[Pointing dataset records]
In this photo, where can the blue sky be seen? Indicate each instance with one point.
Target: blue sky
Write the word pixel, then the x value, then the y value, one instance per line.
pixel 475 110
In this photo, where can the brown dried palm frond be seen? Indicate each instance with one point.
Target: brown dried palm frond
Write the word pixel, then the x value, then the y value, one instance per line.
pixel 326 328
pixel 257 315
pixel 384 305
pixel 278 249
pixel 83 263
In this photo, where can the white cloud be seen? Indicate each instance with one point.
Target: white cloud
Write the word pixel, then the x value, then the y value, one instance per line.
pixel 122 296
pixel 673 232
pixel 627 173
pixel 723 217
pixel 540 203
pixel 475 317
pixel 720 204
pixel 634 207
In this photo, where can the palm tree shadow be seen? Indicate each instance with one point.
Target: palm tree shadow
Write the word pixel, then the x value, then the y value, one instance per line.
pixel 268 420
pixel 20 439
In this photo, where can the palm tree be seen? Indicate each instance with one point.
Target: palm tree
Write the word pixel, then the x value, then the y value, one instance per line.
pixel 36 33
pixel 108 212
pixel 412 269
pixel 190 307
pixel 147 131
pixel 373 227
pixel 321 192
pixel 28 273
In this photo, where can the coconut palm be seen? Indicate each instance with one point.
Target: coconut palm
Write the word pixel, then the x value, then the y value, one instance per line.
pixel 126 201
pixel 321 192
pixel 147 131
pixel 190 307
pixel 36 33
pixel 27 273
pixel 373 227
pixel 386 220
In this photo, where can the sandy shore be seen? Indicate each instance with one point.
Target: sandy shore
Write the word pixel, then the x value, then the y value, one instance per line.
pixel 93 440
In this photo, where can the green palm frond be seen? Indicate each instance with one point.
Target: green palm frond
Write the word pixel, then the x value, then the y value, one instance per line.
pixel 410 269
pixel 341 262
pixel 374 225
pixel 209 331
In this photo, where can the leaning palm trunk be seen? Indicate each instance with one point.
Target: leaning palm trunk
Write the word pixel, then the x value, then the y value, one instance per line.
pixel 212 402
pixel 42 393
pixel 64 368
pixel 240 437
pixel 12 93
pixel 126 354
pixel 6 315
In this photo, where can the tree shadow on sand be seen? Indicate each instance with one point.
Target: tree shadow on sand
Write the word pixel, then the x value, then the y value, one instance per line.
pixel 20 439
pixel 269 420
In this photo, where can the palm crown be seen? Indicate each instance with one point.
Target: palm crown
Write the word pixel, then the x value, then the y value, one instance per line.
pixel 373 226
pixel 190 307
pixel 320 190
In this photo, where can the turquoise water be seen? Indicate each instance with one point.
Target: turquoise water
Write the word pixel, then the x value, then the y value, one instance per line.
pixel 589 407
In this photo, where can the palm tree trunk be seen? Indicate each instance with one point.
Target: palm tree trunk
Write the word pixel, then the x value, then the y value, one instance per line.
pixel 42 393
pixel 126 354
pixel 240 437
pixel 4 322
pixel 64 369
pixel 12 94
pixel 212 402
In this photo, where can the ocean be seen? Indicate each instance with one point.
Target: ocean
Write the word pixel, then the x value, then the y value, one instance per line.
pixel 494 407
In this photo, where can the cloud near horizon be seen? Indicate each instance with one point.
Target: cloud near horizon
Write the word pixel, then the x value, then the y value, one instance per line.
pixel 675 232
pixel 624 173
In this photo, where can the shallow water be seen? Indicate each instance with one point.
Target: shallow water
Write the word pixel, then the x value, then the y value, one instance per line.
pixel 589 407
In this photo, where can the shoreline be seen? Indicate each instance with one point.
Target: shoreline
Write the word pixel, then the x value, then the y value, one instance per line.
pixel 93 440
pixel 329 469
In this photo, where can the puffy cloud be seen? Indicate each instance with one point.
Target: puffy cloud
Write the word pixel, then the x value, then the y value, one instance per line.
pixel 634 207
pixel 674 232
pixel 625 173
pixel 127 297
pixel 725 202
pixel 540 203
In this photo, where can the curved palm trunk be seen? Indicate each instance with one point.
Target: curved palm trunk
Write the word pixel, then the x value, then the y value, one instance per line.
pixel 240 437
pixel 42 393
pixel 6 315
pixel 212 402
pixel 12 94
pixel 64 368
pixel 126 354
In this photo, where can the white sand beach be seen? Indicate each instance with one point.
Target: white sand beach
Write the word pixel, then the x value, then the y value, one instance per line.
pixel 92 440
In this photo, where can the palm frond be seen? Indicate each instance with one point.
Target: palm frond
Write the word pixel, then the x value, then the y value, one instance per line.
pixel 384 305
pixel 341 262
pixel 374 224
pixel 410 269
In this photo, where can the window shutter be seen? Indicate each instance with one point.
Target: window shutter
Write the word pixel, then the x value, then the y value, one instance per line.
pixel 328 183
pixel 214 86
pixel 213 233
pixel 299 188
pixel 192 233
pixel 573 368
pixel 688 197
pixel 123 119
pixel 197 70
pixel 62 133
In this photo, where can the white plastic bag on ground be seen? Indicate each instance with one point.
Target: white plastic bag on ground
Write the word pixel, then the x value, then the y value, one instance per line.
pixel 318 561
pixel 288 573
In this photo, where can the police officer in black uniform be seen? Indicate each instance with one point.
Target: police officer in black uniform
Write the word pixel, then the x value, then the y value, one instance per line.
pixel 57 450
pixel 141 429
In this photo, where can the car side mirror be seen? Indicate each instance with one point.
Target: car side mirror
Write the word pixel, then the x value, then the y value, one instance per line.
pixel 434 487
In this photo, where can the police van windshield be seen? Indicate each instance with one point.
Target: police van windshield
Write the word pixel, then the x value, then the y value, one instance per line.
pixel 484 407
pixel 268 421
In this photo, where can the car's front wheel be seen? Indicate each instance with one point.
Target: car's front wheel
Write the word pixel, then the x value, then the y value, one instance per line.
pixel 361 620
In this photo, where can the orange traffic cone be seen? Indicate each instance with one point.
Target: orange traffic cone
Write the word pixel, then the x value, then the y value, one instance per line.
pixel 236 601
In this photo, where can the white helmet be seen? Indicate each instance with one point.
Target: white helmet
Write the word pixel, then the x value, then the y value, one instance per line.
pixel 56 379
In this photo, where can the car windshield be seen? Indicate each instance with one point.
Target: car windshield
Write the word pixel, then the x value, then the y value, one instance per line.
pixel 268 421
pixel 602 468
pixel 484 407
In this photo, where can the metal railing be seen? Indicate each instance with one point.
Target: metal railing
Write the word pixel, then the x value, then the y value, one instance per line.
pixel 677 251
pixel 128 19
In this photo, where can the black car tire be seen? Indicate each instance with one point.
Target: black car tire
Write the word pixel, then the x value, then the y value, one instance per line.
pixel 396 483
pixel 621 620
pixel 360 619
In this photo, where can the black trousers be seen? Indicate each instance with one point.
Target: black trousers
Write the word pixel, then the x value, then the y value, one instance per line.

The problem:
Type out all of the material again, word for word.

Task result:
In this photo, where can the blue sky be seen? Indicate each instance with one point.
Target: blue sky
Write the word pixel, then the x value, then the y value, one instance per line.
pixel 475 110
In this photo, where can the brown dried palm frond be seen? Indicate each instance with one point.
Target: brown dried palm frond
Write the word pixel, then the x value, then the y value, one instance per line.
pixel 326 328
pixel 257 315
pixel 384 305
pixel 278 249
pixel 83 263
In this photo, where can the white cloud be seen? Indicate each instance with one point.
Target: white cloud
Write the word pixel, then the x value, then the y value, one instance per line.
pixel 122 296
pixel 673 232
pixel 627 173
pixel 723 217
pixel 540 203
pixel 475 317
pixel 720 204
pixel 634 207
In this photo, where can the palm tree shadow be seen? Indicate each instance with one point.
Target: palm tree shadow
Write the word pixel, then the x value, then the y value, one instance per line.
pixel 268 420
pixel 20 439
In this photo, where can the palm tree be seen? Indicate each instance with one point.
Target: palm tree
Write the word pixel, then the x value, then the y value, one instance per line.
pixel 36 33
pixel 108 212
pixel 412 269
pixel 190 307
pixel 147 131
pixel 373 227
pixel 321 192
pixel 28 273
In this photo, where can the coconut palm be seen? Indicate each instance with one point.
Target: coconut palm
Write the word pixel, then the x value, then the y value, one instance per line.
pixel 126 201
pixel 321 192
pixel 147 131
pixel 190 307
pixel 36 33
pixel 27 273
pixel 373 227
pixel 386 220
In this photo, where can the sandy shore be seen? Indicate each instance with one point.
Target: sandy shore
Write the word pixel, then the x value, then the y value, one instance per line.
pixel 93 440
In this photo, where can the green palm frond be seen? Indicate each instance with one point.
Target: green palm frond
Write the word pixel, then the x value, then the y value, one instance per line.
pixel 410 269
pixel 341 262
pixel 374 225
pixel 209 331
In this photo, where can the leaning palm trunk be seen? Indicate each instance with one point.
Target: leaning palm trunk
Write the word pixel, then the x value, then the y value, one instance per line.
pixel 212 402
pixel 42 393
pixel 64 368
pixel 240 437
pixel 12 93
pixel 126 354
pixel 6 315
In this photo, where can the tree shadow on sand be seen? Indicate each instance with one point.
Target: tree shadow on sand
Write the word pixel, then the x value, then the y value, one instance per line.
pixel 20 439
pixel 269 420
In this photo, where can the palm crown be seen? Indicate each instance with one point.
Target: palm crown
Write the word pixel, then the x value, then the y value, one instance per line.
pixel 373 226
pixel 190 307
pixel 320 190
In this photo, where can the turquoise water be seen? Indicate each instance with one point.
Target: turquoise water
Write the word pixel, then the x value, then the y value, one instance per line.
pixel 589 407
In this photo, where can the palm tree trunk be seen? Indicate each instance with one point.
Target: palm tree trunk
Write the word pixel, then the x value, then the y value, one instance per line.
pixel 42 393
pixel 126 354
pixel 240 437
pixel 4 322
pixel 64 369
pixel 12 94
pixel 212 402
In this photo, where can the ocean be seen? Indicate each instance with one point.
Target: ocean
Write the word pixel, then the x value, then the y value, one instance per line.
pixel 494 407
In this photo, where can the cloud near horizon be seen? Indicate each instance with one point.
Target: cloud near horizon
Write the word pixel, then the x value, then the y value, one instance per line.
pixel 675 232
pixel 624 173
In this photo, where can the shallow water be seen? Indicate each instance with one point.
Target: shallow water
Write the word pixel, then the x value, then the y value, one instance per line.
pixel 589 407
In this photo, where can the shoreline be seen? Indicate each instance with one point.
Target: shoreline
Write the word pixel, then the x value, then the y value, one instance per line.
pixel 93 440
pixel 329 469
In this photo, where can the puffy cloud be seen? Indicate each instance with one point.
Target: puffy cloud
Write the word pixel, then the x value, then the y value, one instance per line.
pixel 634 207
pixel 674 232
pixel 625 173
pixel 127 297
pixel 725 202
pixel 540 203
In this photo, where can the curved palm trunk be seen? Indicate each instance with one point.
Target: curved palm trunk
Write the word pixel, then the x value, then the y value, one instance per line.
pixel 240 437
pixel 42 393
pixel 6 315
pixel 212 402
pixel 12 94
pixel 64 368
pixel 126 354
In this photo, where can the white sand beach be seen? Indicate each instance with one point.
Target: white sand beach
Write the word pixel, then the x value, then the y value, one instance per line.
pixel 92 440
In this photo, where can the palm frond be seen? Indicate each instance with one point.
Target: palm frond
Write the word pixel, then the x value, then the y value, one instance per line.
pixel 384 305
pixel 341 262
pixel 374 224
pixel 410 269
In this photo, where can the window shutter be seen? Indicate each instance with one point.
Target: window shutter
Write the word pixel, then the x value, then the y value, one instance per line.
pixel 328 183
pixel 214 86
pixel 213 233
pixel 299 188
pixel 192 233
pixel 573 368
pixel 688 197
pixel 123 119
pixel 197 70
pixel 62 133
In this photo, where can the white plastic bag on ground be seen? Indicate each instance with one point.
Target: white plastic bag on ground
Write the word pixel, then the x value, then the y value, one instance per line.
pixel 318 561
pixel 288 573
In this photo, where can the police officer in black uniform be seen? Indicate each instance with one point.
Target: police officer in black uniform
Write the word pixel, then the x value, then the y value, one instance per line.
pixel 57 450
pixel 141 429
In this photo, where can the car side mirror be seen? Indicate each instance with one point.
Target: car side mirror
Write the word pixel, then the x value, then the y value, one instance per line.
pixel 434 487
In this photo, where can the police van windshield be seen? Indicate each instance with one point.
Target: police van windshield
Write the word pixel, then the x value, then the y value, one instance per line.
pixel 484 407
pixel 268 421
In this photo, where can the car's front wheel be seen? Indicate each instance with one point.
Target: car's front wheel
Write the word pixel, then the x value, then the y value, one instance per line.
pixel 361 620
In this photo, where can the orange traffic cone be seen? Indicate each instance with one point.
Target: orange traffic cone
Write the word pixel, then the x value, then the y value, one instance per line.
pixel 236 601
In this photo, where can the white helmet be seen? Indicate each instance with one point.
Target: white helmet
Write the word pixel, then the x value, then the y value, one instance per line.
pixel 56 379
In this photo, where can the car windshield be seen? Indicate each instance with one point.
Target: car windshield
Write the word pixel, then the x value, then the y value, one instance per line.
pixel 268 421
pixel 602 468
pixel 484 407
In this photo, where can the metal railing be seen? Indicate each instance with one point.
Target: metal railing
Write the word pixel, then the x value, then the y value, one instance per line.
pixel 677 251
pixel 128 19
In this photo, where can the black car tire be seen? Indicate each instance with one point.
Target: black car tire
Write the word pixel, then the x value, then the y value, one instance per line.
pixel 396 483
pixel 621 620
pixel 360 619
In this photo, where can the black trousers be seen? Indicate each instance with one point.
Target: black trousers
Write the word pixel, then the x value, then the y value, one instance per line.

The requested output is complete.